WORK REQUIRED: Below is a set of records; reproduce them exactly without their pictures.

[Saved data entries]
::::::::

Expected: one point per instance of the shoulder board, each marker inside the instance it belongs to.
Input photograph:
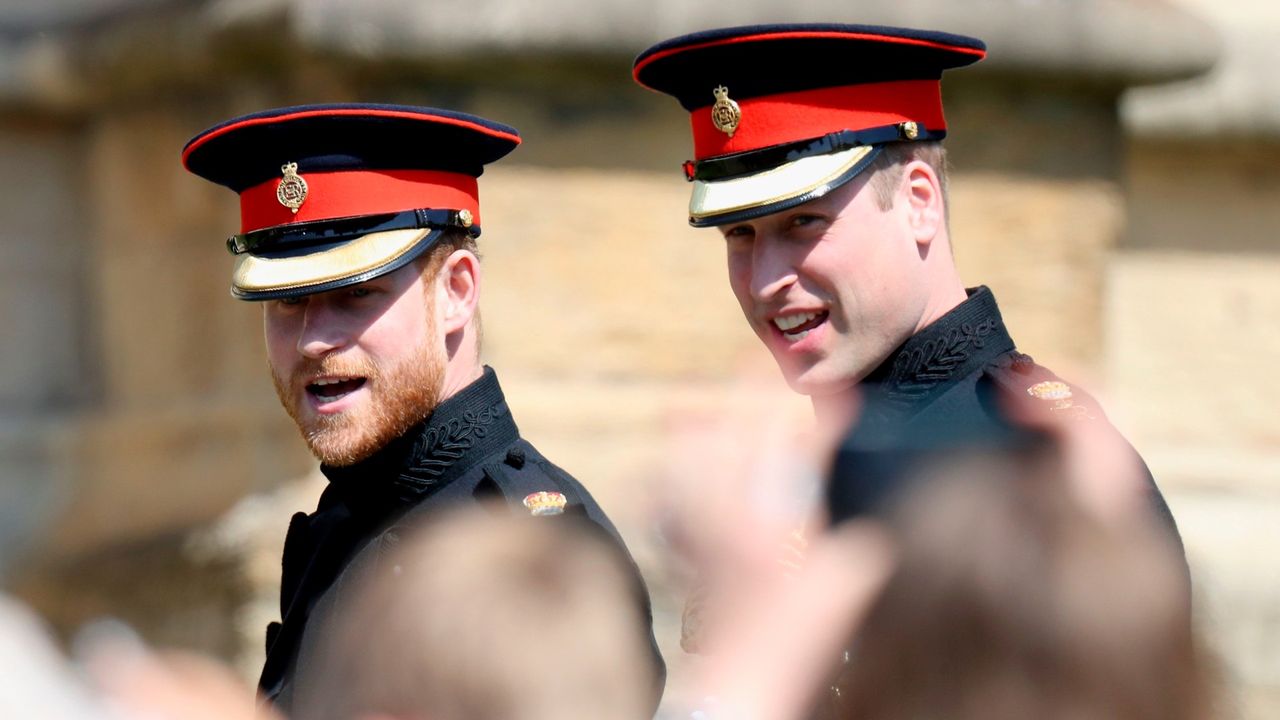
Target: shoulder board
(1018, 374)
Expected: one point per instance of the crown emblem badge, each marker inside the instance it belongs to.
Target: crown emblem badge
(544, 502)
(292, 191)
(726, 115)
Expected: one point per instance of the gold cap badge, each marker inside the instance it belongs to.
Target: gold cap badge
(726, 115)
(292, 191)
(544, 502)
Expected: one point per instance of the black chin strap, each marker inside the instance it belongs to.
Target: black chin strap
(768, 158)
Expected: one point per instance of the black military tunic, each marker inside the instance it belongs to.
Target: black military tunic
(940, 391)
(467, 451)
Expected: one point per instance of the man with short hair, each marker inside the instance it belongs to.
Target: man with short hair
(359, 227)
(817, 155)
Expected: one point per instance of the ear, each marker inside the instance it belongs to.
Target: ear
(457, 291)
(926, 214)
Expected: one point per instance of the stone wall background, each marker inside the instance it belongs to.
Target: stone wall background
(147, 473)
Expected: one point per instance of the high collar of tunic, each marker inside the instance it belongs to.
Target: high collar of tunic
(954, 346)
(461, 432)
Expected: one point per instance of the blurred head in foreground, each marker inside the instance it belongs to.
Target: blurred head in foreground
(488, 616)
(1011, 601)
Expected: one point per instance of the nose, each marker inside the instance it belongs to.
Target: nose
(772, 270)
(321, 329)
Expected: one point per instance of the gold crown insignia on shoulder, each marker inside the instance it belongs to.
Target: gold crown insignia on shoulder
(545, 502)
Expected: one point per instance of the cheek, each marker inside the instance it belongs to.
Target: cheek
(280, 338)
(740, 274)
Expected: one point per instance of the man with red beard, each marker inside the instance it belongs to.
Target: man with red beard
(359, 227)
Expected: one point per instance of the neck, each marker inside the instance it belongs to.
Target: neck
(464, 363)
(947, 291)
(836, 409)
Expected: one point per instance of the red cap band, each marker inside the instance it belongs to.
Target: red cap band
(791, 117)
(360, 192)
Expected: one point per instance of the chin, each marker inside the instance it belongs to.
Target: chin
(816, 382)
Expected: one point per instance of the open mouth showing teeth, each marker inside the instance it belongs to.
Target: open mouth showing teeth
(333, 388)
(795, 327)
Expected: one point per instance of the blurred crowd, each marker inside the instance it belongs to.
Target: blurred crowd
(999, 580)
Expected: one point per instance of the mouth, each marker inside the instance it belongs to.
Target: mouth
(795, 326)
(332, 390)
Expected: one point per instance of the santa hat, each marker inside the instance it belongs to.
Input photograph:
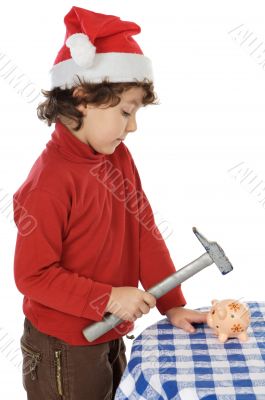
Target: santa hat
(96, 47)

::::::::

OUTPUT FOR THIS TASK:
Expected: one point per instance of the shoulder board, each marker inside the instance it belongs to.
Input photograph:
Target: shoulder board
(1018, 374)
Expected: one point per instance of the crown emblem badge, each marker inside the instance it belongs to.
Target: crown emblem badge
(544, 502)
(292, 191)
(726, 115)
Expected: one point per instance of the gold cap badge, each marker inside the instance it belongs to.
Target: gold cap badge
(726, 115)
(292, 191)
(544, 502)
Expected: one point per instance of the black chin strap, each marker inside the instance it belongs to.
Target: black chin strap
(768, 158)
Expected: one point per instance of the black military tunic, each marker inside the instance it belongs to.
Target: black military tunic
(940, 391)
(467, 451)
Expected: one point per instance of the man with short hair, each marker inside the instance it belongs to.
Target: man with short hair
(359, 227)
(817, 155)
Expected: one point per instance of the ear, each marker inside the instance it belongs to.
Target: ear
(457, 291)
(926, 214)
Expected: one point per instance of the stone wall background, each marker inside the instance it belongs to.
Target: stone wall background
(147, 473)
Expected: one point per instance of the high collar of tunic, each marker inside the instance it belongs to.
Target: high collar of tunic
(954, 346)
(461, 432)
Expected: one point per instance of the blurred head in foreground, each marker inside the instance it belongs to.
Target: blurred head in foreground
(488, 616)
(1011, 601)
Expected: one point per instance of the nose, each marker inside the instance it belongs to.
Target: nose
(772, 270)
(321, 329)
Expected: one point per instance of the gold crown insignia on shoulder, each marker inside the instance it belongs to.
Target: gold crown insignia on shoulder
(545, 502)
Expected: one point per instance of the cheek, each marker inside the instance it belongs to.
Target: cheek
(280, 338)
(740, 274)
Expected: one point per instance of the man with red beard, each marker inside the instance it belongs to.
Target: man with red beard
(359, 227)
Expected: one point per instance of the neck, each marker inside the instance it belongs to.
Target: neck
(464, 363)
(947, 291)
(836, 409)
Expected: one point per instance of the red cap band, each marker inside the instance it belongs to.
Target: red cap band
(791, 117)
(360, 192)
Expected: one point per instance of the chin, each marker inside the instance it belongs to.
Target: chin
(816, 382)
Expected: one point per instance of the open mouth showing teeth, each marker inside the instance it belongs to.
Target: open mouth showing teeth
(333, 388)
(795, 327)
Expected: one point per instance of the blurred crowd, each marker inside the instance it belongs to.
Target: blurred crowd
(999, 580)
Expected: one point per instance of the mouth, each marker inside the instance it belongs to.
Target: mouth
(795, 326)
(332, 390)
Expected: one point per instance of the santa hat, each marker inside the instance it belongs to.
Input photograph:
Target: santa hat
(96, 47)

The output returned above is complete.